• TAREA:
Reproduce sin cambios el pasaje del fragmento sobre estudiar en Irak que va desde "Estudiar en Irak: letra" hasta "con demasiada frecuencia.".

• FRAGMENTO SELECCIONADO:
══════

20 septiembre 2007

Estudiar en Irak: letra con sangre

SER UNIVERSITARIO EN Irak nunca fue fácil. En tiempos de Saddam Husein las ventanas de las aulas tenían vidrios pero faltaban las libertades civiles. Luego llegó la invasión y en los primeros tiempos de la guerra había prioridades todavía más básicas que la educación. Las ciudades de Irak comenzaron a parecerse a todas las ciudades en guerra. Sea en la Sarajevo de los años noventa, con su avenida de los francotiradores, o en las cooperativas campesinas del norte de Nicaragua en los ochenta, conseguir un bidón de agua se vuelve una ruleta rusa con demasiada frecuencia.

Pero la larga anormalidad de la posguerra fue generando sus propias rutinas, y las aulas intentaron abrirse de nuevo. Hasta que llegó el tiempo de la violencia sectaria. Provocada por los servicios de inteligencia estadounidenses, como se dice en sectores opuestos a la invasión, o expresión de un enfrentamiento que sólo había sido contenido por la fuerza del régimen de Saddam, como lo presentan algunos análisis occidentales, la violencia sectaria llegó a las facultades. Uno de los primeros signos de cómo las milicias religiosas estaban dispuestas a imponer restricciones en la vida cotidiana de los estudiantes –recuerda Dhiya Mousa, en un artículo difundido por el IWPR- ocurrió en marzo de 2005. Un grupo de paramilitares chiitas alineados con Muqtada al-Sadr, atacó a estudiantes de ingeniería que estaban haciendo un picnic en el parque al-Andalus, en Basora. Con palos y cadenas los golpearon y se llevaron algunos jóvenes, a los que mantuvieron secuestrados por unas horas. Mousa anota que uno de los secuestrados, una joven, continúa desaparecida. La amenaza dio resultado. Ahora las facciones islamistas de Basora decretan hasta qué tipo de ringtones está permitido tener en los teléfonos celulares.

══════

• DATOS PROPORCIONADOS:
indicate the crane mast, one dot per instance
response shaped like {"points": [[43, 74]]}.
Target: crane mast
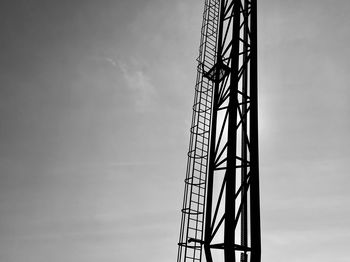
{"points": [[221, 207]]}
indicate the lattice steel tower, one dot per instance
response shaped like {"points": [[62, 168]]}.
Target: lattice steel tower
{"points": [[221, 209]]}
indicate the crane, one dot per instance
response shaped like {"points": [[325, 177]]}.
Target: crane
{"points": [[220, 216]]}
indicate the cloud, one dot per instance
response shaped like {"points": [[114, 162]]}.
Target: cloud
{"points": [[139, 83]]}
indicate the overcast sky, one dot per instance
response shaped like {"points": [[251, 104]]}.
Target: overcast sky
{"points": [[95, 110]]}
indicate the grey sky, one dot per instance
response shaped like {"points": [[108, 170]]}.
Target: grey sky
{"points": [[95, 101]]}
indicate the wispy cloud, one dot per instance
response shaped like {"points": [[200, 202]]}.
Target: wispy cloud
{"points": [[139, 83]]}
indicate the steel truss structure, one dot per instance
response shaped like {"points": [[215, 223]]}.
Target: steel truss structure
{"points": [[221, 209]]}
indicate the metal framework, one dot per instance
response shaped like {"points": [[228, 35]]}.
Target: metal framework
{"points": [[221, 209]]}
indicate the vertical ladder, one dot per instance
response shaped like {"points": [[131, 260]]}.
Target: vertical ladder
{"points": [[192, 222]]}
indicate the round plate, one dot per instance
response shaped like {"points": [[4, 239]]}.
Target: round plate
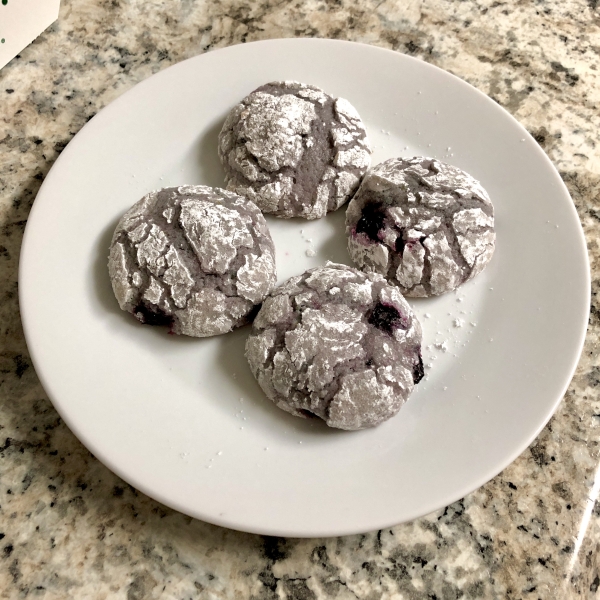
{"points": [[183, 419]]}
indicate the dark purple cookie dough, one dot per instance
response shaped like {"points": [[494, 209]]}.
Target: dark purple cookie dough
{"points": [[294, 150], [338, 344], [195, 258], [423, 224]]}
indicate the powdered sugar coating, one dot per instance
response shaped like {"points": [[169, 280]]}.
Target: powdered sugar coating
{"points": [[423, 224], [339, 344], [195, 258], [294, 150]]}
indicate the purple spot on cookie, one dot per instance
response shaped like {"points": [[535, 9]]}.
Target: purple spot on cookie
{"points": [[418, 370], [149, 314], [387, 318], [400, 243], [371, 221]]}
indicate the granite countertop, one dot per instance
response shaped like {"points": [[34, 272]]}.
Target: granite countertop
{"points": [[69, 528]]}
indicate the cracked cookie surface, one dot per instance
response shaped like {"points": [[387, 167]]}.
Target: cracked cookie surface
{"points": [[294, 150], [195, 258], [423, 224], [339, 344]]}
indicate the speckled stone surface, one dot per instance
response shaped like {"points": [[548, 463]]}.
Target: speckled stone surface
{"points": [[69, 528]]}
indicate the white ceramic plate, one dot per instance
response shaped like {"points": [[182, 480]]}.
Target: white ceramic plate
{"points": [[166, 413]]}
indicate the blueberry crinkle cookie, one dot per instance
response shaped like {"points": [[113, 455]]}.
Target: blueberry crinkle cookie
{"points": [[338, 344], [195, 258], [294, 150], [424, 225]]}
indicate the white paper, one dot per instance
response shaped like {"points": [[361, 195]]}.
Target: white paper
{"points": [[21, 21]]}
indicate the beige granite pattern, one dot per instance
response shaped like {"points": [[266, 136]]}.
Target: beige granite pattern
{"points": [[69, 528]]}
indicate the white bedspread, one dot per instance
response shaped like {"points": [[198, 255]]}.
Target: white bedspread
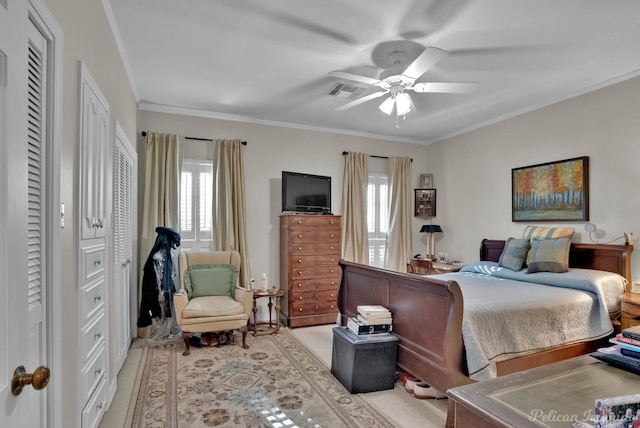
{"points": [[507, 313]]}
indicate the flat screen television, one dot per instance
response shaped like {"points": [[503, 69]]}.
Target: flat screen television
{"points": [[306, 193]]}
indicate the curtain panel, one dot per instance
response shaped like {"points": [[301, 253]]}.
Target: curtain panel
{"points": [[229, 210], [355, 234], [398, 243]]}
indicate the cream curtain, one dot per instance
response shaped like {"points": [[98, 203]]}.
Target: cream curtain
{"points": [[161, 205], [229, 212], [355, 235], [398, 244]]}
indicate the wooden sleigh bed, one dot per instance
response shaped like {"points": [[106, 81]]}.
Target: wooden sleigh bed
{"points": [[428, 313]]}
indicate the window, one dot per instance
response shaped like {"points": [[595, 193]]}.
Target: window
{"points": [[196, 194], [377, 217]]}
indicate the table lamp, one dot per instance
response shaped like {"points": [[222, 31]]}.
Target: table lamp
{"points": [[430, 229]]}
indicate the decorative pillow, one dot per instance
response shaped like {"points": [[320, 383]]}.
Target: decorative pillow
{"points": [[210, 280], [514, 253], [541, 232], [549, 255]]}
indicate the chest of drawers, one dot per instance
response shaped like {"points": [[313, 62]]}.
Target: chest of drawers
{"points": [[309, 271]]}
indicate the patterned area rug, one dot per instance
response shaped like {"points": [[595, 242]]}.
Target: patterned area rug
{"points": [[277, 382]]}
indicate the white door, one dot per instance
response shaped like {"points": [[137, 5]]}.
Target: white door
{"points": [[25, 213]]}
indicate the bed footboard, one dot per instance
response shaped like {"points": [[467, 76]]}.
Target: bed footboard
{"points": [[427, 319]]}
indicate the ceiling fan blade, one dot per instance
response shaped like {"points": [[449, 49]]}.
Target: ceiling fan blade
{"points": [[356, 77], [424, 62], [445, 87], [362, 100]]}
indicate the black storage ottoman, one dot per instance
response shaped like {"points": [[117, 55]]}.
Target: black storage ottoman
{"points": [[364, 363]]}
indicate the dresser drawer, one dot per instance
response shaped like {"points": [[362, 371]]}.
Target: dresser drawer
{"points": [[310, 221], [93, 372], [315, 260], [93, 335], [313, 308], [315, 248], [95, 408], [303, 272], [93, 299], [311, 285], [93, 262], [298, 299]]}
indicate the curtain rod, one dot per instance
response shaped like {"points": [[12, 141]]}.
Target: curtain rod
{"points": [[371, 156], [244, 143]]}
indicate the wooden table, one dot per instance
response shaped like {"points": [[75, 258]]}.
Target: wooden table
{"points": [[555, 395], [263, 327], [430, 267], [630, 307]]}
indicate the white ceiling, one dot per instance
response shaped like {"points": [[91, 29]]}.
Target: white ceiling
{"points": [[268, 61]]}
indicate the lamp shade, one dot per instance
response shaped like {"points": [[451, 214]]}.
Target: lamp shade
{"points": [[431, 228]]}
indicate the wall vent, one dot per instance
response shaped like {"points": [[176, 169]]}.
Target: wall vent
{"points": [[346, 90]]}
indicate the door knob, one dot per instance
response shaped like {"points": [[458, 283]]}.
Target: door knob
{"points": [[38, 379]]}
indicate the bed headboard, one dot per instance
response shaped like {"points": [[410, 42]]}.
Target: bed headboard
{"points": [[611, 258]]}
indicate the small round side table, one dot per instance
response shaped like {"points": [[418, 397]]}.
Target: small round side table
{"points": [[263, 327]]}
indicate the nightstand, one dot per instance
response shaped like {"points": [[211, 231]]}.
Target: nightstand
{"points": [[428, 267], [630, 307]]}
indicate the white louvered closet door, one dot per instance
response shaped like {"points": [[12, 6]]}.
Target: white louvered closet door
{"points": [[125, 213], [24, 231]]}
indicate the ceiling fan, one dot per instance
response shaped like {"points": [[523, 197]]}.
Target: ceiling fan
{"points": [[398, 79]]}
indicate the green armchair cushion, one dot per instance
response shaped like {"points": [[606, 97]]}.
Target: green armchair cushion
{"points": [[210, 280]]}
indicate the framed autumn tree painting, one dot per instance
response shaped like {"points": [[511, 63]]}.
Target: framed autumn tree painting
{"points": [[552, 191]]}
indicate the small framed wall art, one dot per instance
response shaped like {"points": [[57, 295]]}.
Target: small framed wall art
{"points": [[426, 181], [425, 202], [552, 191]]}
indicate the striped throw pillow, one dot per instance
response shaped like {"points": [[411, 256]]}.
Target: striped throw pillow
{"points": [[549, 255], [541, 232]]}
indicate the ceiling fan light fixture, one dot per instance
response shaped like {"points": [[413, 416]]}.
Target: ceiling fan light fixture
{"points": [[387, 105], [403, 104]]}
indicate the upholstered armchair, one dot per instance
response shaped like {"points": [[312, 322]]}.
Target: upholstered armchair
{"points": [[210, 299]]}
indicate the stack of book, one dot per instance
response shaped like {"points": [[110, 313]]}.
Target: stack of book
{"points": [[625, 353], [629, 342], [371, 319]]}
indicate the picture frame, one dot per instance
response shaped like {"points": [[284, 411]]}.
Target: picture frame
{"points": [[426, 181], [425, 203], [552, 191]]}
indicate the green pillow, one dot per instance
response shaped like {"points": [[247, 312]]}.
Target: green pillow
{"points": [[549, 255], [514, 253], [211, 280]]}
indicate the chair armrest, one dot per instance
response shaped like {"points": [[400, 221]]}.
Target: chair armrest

══════

• SOLUCIÓN COMPLETA:
Estudiar en Irak: letra con sangre

SER UNIVERSITARIO EN Irak nunca fue fácil. En tiempos de Saddam Husein las ventanas de las aulas tenían vidrios pero faltaban las libertades civiles. Luego llegó la invasión y en los primeros tiempos de la guerra había prioridades todavía más básicas que la educación. Las ciudades de Irak comenzaron a parecerse a todas las ciudades en guerra. Sea en la Sarajevo de los años noventa, con su avenida de los francotiradores, o en las cooperativas campesinas del norte de Nicaragua en los ochenta, conseguir un bidón de agua se vuelve una ruleta rusa con demasiada frecuencia.